* [ACTIVITIES]
a - List every country that the Duisburg Love Parade report names as home to one of the foreigners who died.
b - Rewrite the stretch of the Duisburg Love Parade report from "Authorities had reportedly" through "the festival grounds.", swapping "tunnel" for "passageway".
c - Answer these questions using the Duisburg Love Parade report.
(i) How many people died in the stampede?
(ii) What is the name of the mayor who issued the statement?
(iii) Between what ages were the dead?

* [SOURCE DOCUMENT]
----------------------------------------

The mayor of the German city of Duisburg resisted yesterday calls to quit after a panicked stampede at the Love Parade music festival left 19 people dead and more than 500 injured.

Authorities had reportedly been warned the western industrial city was too small to host one of Europe’s biggest techno music events, while security arrangements have been slammed as being woefully inadequate.

“If the city is guilty of anything then we will assume responsibility,” Mayor Adolf Sauerland said in a statement. “There are probing and urgent questions that must be answered.”

He added: “I can understand that there are calls for me to resign. But first of all we have to take the time to investigate these awful events.”

Police said that the 11 women and eight men died on Saturday as they scrambled to escape from a crush in a narrow, 100-metre tunnel that served as the only entrance to the festival grounds.

The dead, crushed against the tunnel walls or trampled underfoot, were aged between 20 and 40 and included seven foreigners, from Australia, Italy, the Netherlands, China, Bosnia and Spain.

----------------------------------------

* [RECORD SET]
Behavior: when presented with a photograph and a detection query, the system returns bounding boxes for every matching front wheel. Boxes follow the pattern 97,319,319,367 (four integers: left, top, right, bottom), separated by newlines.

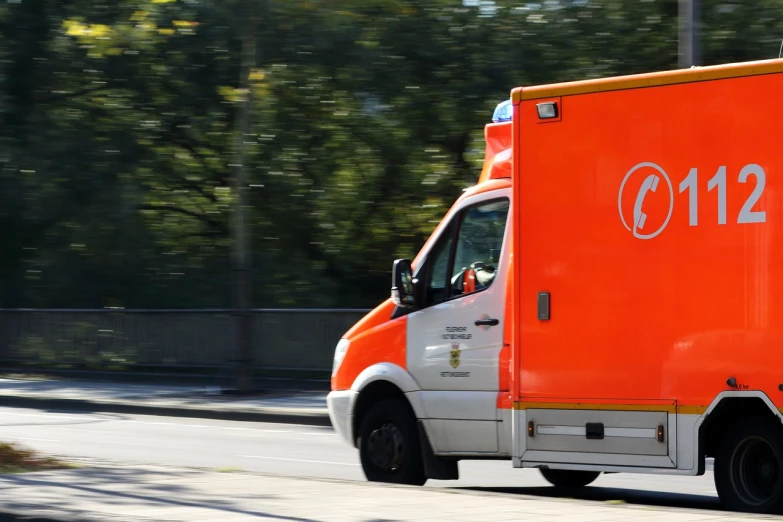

540,469,601,488
714,419,783,514
359,399,427,486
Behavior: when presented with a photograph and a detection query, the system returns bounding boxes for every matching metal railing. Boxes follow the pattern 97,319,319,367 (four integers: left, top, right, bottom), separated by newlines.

0,309,368,373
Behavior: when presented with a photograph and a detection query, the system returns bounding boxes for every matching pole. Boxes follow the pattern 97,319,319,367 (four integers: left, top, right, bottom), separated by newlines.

679,0,701,69
232,0,256,392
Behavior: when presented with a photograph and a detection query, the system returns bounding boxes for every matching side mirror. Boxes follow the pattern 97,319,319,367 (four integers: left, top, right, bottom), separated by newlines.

391,259,416,308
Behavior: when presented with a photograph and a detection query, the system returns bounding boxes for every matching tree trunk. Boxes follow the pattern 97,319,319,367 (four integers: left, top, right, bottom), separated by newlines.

232,0,257,392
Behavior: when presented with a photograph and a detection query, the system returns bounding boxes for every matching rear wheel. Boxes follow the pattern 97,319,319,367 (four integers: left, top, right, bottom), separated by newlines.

714,419,783,514
540,469,601,488
359,399,427,486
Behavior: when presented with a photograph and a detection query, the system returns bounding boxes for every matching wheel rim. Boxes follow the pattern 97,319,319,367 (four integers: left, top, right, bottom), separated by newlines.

367,422,405,472
731,437,780,507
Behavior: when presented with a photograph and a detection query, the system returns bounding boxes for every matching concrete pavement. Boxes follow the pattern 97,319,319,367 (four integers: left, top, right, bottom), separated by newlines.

0,378,331,426
0,462,779,522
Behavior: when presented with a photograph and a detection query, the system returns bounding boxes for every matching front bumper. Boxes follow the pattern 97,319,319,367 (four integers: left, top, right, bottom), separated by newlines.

326,390,359,447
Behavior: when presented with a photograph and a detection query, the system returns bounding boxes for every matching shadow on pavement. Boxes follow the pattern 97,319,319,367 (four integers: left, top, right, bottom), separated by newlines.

0,468,322,522
454,486,723,511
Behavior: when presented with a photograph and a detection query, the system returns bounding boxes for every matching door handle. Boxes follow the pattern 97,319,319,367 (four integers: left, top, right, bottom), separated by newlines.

476,319,500,326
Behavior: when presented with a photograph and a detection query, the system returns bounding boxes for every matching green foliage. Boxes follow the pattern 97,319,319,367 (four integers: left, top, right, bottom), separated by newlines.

0,0,783,308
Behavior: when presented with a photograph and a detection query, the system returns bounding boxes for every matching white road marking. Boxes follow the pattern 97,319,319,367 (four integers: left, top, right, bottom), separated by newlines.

234,455,359,467
2,437,63,444
0,412,334,437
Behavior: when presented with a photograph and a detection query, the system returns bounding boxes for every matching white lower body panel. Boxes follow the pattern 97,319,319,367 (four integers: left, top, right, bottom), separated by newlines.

512,409,701,475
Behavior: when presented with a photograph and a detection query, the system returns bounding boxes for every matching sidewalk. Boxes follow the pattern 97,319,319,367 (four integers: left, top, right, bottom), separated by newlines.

0,378,331,426
0,463,776,522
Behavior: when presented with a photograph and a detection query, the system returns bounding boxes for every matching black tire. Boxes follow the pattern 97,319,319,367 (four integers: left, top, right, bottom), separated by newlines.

359,399,427,486
714,418,783,514
539,468,601,488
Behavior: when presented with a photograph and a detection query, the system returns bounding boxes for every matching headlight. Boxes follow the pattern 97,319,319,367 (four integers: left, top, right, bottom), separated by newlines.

332,339,351,376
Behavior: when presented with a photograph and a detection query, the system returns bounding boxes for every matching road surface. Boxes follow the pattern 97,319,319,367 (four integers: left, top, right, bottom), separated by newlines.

0,408,720,509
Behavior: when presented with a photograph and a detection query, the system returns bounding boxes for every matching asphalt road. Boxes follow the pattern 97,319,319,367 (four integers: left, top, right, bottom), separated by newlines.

0,408,720,509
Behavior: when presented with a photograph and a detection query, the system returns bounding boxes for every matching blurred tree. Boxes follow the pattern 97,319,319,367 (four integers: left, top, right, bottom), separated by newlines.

0,0,783,308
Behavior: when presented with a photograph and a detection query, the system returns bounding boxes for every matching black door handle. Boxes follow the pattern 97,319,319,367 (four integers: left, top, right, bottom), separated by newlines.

476,319,500,326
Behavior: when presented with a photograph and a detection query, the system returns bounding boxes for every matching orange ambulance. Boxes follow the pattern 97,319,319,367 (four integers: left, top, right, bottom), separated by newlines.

328,60,783,513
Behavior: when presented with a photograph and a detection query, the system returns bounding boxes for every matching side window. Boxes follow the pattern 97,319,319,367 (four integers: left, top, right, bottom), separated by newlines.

424,224,454,307
450,199,509,297
422,198,509,308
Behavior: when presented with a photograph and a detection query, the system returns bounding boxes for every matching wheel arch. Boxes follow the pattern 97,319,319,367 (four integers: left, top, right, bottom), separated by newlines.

695,390,783,464
351,363,425,446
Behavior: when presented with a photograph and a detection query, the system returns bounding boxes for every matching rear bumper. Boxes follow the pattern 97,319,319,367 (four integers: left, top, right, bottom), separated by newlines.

326,390,359,447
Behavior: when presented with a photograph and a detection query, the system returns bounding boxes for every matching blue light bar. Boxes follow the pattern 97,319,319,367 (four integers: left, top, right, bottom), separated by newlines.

492,100,514,123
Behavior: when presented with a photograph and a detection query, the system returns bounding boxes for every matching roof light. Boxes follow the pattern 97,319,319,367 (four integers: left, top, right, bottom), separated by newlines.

536,102,557,120
492,100,514,123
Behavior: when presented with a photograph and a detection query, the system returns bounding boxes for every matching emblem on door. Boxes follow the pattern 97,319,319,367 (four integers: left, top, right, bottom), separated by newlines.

449,343,460,369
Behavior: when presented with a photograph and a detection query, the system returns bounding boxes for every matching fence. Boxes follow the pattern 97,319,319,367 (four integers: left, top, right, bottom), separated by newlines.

0,309,367,376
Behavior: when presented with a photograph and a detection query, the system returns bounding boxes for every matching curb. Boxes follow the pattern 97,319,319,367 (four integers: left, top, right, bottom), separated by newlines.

0,395,332,426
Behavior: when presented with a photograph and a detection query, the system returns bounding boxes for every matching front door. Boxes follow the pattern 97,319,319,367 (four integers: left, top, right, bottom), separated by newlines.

407,190,511,453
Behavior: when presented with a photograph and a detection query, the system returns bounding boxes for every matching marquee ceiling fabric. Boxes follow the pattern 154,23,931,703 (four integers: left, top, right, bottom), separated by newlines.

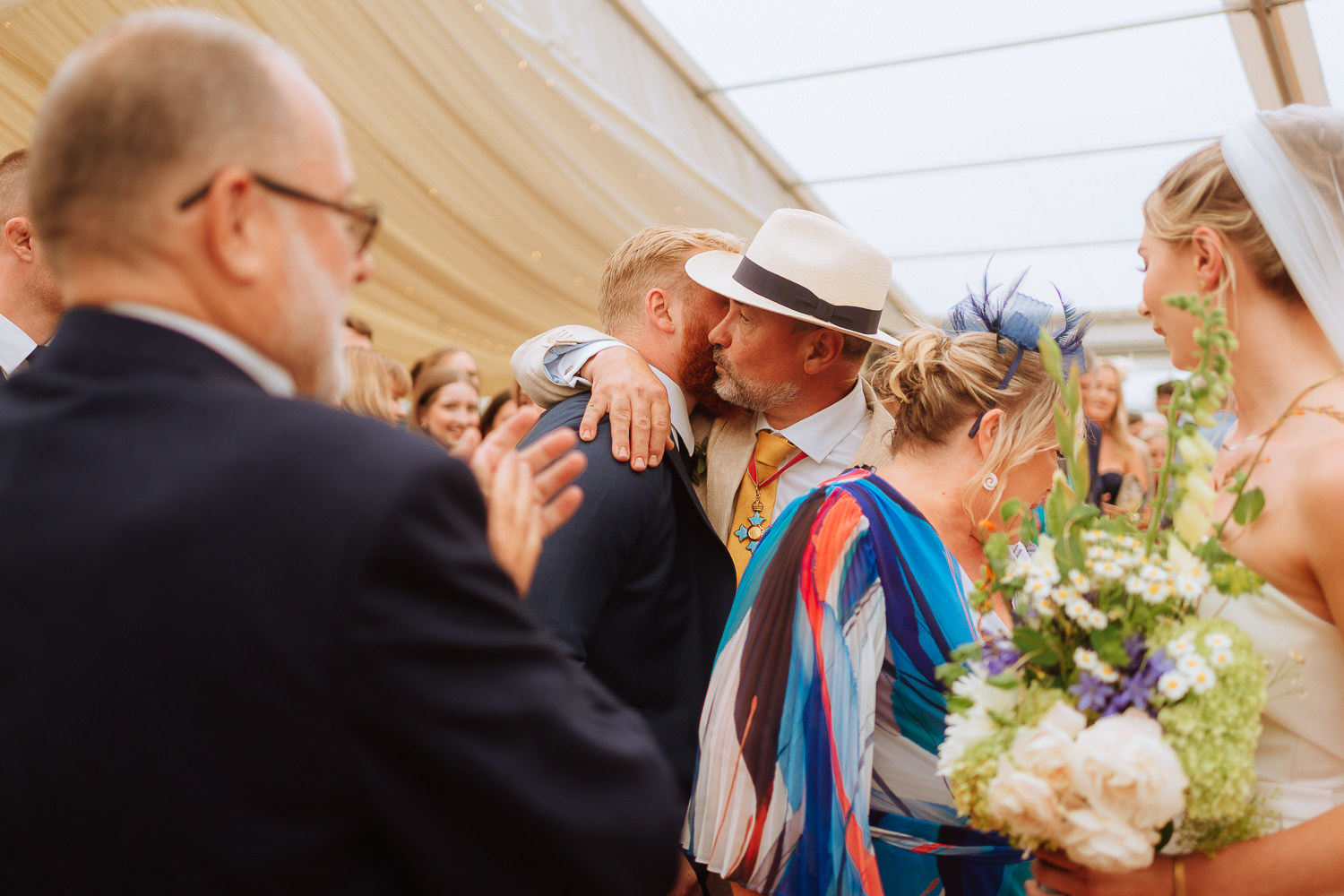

----------------------------------------

* [ANSWERS PER TASK]
a - Australia, Italy, the Netherlands, China, Bosnia, Spain

b -
Authorities had reportedly been warned the western industrial city was too small to host one of Europe’s biggest techno music events, while security arrangements have been slammed as being woefully inadequate.

“If the city is guilty of anything then we will assume responsibility,” Mayor Adolf Sauerland said in a statement. “There are probing and urgent questions that must be answered.”

He added: “I can understand that there are calls for me to resign. But first of all we have to take the time to investigate these awful events.”

Police said that the 11 women and eight men died on Saturday as they scrambled to escape from a crush in a narrow, 100-metre passageway that served as the only entrance to the festival grounds.

c -
(i) 19
(ii) Adolf Sauerland
(iii) Between 20 and 40